Aufgaben:
[a] Beantworte zum Textauszug über Karlsdorf die folgenden Fragen:
(i) Wie viele Migranten gibt es laut Textauszug in Karlsdorf?
(ii) Was wurde an die Holzhaltestelle im Ortskern gemalt?
(iii) Wer ist laut dem letzten Satz an allem schuld?
[b] Ändere im Textauszug über Karlsdorf den Abschnitt, der mit den Worten „[….] Man sieht“ beginnt und mit „an allem Schuld.“ endet, indem du „Holzhaltestelle“ durch „Bushaltestelle“ ersetzt, und gib den Abschnitt anschließend wieder.
[c] Setze den Textauszug über Karlsdorf nach seinem letzten Satz fort.

Vorliegender Textauszug:
------------

Ja, selbstverständlich könnte man es besser wissen. Die Lügen, die Hetze, die Untauglichkeit der AfD, sind hinreichend belegt. Das, wovor sich die AfDioten so fürchten, existiert nicht. Aber in dem Punkt ist das kleine Karlsdorf, wie das große Amerika: Man bedient sich bei Fake News, Gerüchten und Geraune. Die Karlsdorfer fühlen sich von Syrern und Afghanen überflutet. Daß es genau NULL Migranten in Karlsdorf gibt, stört sie nicht in ihrer irren Argumentation.
[….] Man sieht keine Syrer in Karlsdorf, und wahrscheinlich war ein Afghane noch nicht einmal in der Nähe des Ortskerns, dort, wo sie bunte Blumen an die Holzhaltestelle gemalt haben. Und doch führen die Gespräche an diesem Tag im Hügelland irgendwann immer dorthin. Zur Asylfrage. Zu den Ausländern. Manchmal deuten es Anwohner nur an, dass es ihnen zu weit gehe mit der Aufnahme von Geflüchteten, so wie der junge Mann, der an diesem Tag freihat und im Garten arbeitet. Manchmal dauert es etwas, bis Vorurteile sich Bahn brechen, so wie bei der Frau am Hoftor, die sagt: „Schrecklich, was aus Deutschland geworden ist.“ […..]
Und, wie sollte es anders sein; die Ampel, respektive die Grünen sind an allem Schuld.

------------

Bereitgestellte Angaben:

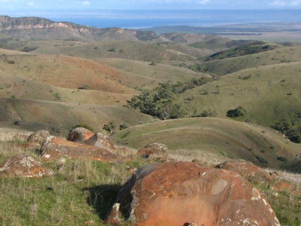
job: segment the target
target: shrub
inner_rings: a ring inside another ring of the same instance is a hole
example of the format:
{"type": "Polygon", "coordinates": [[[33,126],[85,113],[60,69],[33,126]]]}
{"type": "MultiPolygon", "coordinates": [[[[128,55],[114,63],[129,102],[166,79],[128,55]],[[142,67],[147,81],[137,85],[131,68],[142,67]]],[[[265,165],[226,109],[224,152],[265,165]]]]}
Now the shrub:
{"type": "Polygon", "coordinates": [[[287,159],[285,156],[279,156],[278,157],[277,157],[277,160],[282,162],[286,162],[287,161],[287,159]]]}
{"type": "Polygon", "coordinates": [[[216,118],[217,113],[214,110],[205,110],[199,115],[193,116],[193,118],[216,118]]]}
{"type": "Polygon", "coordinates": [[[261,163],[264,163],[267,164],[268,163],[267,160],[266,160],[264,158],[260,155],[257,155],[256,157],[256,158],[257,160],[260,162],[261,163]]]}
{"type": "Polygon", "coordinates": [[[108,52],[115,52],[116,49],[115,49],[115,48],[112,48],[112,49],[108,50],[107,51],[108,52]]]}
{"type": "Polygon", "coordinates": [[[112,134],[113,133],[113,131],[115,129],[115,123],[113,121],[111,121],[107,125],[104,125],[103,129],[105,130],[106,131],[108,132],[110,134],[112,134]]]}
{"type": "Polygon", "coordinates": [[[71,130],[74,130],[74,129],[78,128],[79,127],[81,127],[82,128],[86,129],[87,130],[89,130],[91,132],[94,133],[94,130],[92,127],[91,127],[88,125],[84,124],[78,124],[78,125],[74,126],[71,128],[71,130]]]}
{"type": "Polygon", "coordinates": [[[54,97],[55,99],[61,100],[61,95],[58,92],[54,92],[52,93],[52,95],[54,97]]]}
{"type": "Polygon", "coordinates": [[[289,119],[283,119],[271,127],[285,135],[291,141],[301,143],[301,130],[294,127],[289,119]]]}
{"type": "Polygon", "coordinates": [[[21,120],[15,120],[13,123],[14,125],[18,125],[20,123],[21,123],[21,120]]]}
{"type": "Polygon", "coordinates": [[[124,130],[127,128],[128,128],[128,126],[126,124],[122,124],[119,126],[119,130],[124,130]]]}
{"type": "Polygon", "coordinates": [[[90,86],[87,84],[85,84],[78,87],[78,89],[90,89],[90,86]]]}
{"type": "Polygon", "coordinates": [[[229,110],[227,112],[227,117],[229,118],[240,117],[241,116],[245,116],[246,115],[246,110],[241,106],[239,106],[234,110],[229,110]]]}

------------

Lösungen:
[a]
(i) Genau null.
(ii) Bunte Blumen.
(iii) Die Ampel, respektive die Grünen.

[b]
[….] Man sieht keine Syrer in Karlsdorf, und wahrscheinlich war ein Afghane noch nicht einmal in der Nähe des Ortskerns, dort, wo sie bunte Blumen an die Bushaltestelle gemalt haben. Und doch führen die Gespräche an diesem Tag im Hügelland irgendwann immer dorthin. Zur Asylfrage. Zu den Ausländern. Manchmal deuten es Anwohner nur an, dass es ihnen zu weit gehe mit der Aufnahme von Geflüchteten, so wie der junge Mann, der an diesem Tag freihat und im Garten arbeitet. Manchmal dauert es etwas, bis Vorurteile sich Bahn brechen, so wie bei der Frau am Hoftor, die sagt: „Schrecklich, was aus Deutschland geworden ist.“ […..]
Und, wie sollte es anders sein; die Ampel, respektive die Grünen sind an allem Schuld.

[c]
[….] Die Ampel-Parteien, aber auch die CDU, und für manche sogar die Linkspartei, gelten als „etabliert“, als abgehoben. Die Karlsdorfer machen die Scholz-Regierung verantwortlich für alles, was aus ihrer Sicht schiefläuft. Die Waffenlieferungen an die Ukraine nennt manch einer im Ort „Kriegstreiberei“, als wäre es die ukrainische Armee, die Russland überfallen hat – und nicht umgekehrt. Und dann die grüne „Verbotspartei“, mit den ganzen neuen Gesetzen im Kampf gegen den Klimawandel. […..]
Mit dem Pack in die Ossi-Dörfern lohnt sich keine Diskussion. Sie sind unbelehrbar verblödet und müssen nun endlich die Konsequenzen spüren, indem sie von Transferleistungen aus dem Westen und migrantischen Arbeitskräften abgeschnitten werden. Denn die Partei, die den ostdeutschen Lebensverhältnissen und der Wirtschaft am meisten schaden würde, ist eindeutig die AfD.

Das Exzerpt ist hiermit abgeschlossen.